[Point annotations for pictures]
=-=-=

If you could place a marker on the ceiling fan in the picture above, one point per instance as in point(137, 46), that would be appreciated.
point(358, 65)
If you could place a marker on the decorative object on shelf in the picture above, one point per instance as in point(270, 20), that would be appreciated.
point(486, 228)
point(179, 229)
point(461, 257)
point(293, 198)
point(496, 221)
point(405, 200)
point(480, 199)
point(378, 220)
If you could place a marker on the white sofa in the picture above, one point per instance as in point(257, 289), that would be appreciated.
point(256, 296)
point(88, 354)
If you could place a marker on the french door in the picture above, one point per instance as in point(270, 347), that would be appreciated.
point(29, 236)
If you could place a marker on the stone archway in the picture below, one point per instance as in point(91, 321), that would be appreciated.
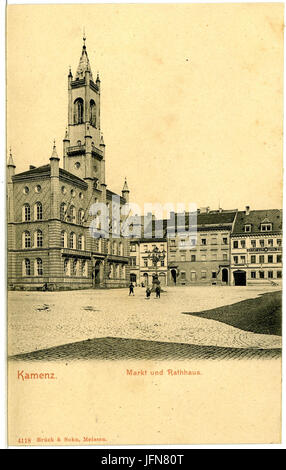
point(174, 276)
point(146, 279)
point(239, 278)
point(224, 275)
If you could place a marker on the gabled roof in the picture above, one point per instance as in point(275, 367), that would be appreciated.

=-=-=

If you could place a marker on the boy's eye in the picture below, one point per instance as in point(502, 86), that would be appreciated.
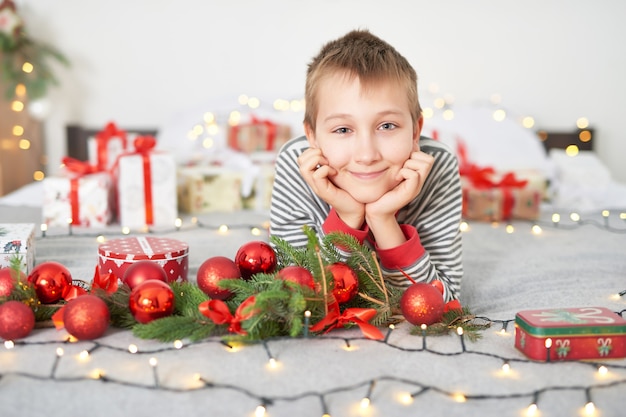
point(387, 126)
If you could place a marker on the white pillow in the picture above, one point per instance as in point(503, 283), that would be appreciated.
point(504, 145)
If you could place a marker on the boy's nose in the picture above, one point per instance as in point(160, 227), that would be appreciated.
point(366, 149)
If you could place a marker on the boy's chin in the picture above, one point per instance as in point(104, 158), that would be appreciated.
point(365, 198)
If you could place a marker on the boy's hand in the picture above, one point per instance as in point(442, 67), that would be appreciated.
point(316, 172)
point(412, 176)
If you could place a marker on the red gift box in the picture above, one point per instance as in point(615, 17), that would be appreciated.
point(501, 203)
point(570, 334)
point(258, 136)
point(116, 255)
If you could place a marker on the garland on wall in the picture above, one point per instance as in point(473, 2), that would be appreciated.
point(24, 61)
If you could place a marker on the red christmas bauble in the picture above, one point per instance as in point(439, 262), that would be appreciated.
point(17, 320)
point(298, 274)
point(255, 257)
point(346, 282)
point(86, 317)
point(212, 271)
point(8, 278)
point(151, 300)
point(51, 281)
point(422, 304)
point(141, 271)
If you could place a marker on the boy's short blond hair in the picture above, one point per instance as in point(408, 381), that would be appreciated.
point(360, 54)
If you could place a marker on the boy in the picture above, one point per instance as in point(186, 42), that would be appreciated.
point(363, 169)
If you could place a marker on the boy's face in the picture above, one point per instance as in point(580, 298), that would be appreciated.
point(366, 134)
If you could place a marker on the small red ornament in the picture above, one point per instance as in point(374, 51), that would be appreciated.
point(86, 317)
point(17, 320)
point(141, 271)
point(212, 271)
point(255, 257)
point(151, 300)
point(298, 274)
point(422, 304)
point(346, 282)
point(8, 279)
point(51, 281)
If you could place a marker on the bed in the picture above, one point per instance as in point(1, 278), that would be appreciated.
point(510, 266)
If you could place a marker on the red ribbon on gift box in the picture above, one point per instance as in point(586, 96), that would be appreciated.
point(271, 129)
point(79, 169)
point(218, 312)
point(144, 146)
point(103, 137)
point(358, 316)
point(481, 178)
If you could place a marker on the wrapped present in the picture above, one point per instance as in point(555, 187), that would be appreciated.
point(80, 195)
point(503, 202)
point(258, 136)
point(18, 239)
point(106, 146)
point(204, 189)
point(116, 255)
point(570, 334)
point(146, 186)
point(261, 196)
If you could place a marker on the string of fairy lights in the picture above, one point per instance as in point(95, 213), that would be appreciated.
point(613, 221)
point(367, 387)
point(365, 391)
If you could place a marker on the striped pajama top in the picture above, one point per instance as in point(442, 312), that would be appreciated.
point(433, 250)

=-=-=

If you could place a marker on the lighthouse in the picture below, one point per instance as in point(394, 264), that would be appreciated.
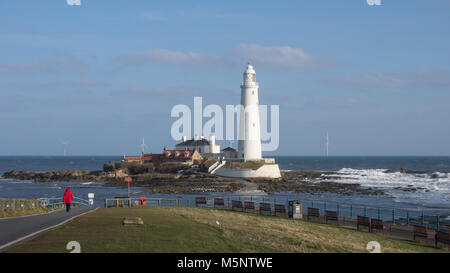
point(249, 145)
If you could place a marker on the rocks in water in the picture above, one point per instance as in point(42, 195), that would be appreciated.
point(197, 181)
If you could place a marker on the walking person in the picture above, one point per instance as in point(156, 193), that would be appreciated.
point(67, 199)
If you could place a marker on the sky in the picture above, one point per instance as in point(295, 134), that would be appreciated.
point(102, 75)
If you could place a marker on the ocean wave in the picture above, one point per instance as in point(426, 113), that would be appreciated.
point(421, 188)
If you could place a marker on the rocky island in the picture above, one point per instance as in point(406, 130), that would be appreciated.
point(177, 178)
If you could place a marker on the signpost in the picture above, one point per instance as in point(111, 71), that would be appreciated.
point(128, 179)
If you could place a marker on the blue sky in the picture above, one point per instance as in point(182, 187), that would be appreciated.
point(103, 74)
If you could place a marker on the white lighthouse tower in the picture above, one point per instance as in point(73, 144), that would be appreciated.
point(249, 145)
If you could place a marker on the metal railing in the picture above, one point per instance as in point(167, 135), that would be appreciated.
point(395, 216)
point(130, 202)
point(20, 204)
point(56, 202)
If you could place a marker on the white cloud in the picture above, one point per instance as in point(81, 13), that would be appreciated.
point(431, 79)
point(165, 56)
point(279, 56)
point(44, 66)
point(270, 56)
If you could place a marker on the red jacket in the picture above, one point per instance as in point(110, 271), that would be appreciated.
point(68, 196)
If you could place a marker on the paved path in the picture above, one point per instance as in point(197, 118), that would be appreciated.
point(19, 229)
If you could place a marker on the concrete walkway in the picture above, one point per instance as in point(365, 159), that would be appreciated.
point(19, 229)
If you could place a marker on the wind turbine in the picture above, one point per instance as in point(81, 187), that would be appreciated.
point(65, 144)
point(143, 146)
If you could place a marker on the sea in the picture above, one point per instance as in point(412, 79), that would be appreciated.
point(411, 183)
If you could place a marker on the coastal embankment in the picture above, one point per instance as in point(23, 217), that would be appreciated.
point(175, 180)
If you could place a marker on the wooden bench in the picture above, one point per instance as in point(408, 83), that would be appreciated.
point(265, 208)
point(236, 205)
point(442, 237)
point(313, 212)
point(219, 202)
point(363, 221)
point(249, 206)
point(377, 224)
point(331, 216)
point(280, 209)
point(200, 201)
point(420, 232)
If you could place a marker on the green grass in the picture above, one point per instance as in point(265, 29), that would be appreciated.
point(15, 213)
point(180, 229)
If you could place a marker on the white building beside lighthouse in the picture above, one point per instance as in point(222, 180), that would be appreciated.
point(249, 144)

=-=-=

### EXERCISE INSTRUCTIONS
Please identify every line in the rows above that contains the word "gift" and copy each one. Case counts.

### ANSWER TO THIS PROBLEM
If you could place a marker on the red gift box in the picture above, one point per instance as in point(615, 17), that would be appreciated.
If you could place a marker on the red ribbon on gift box in the picture above, one point per instance as in point(586, 96), that would be appreciated.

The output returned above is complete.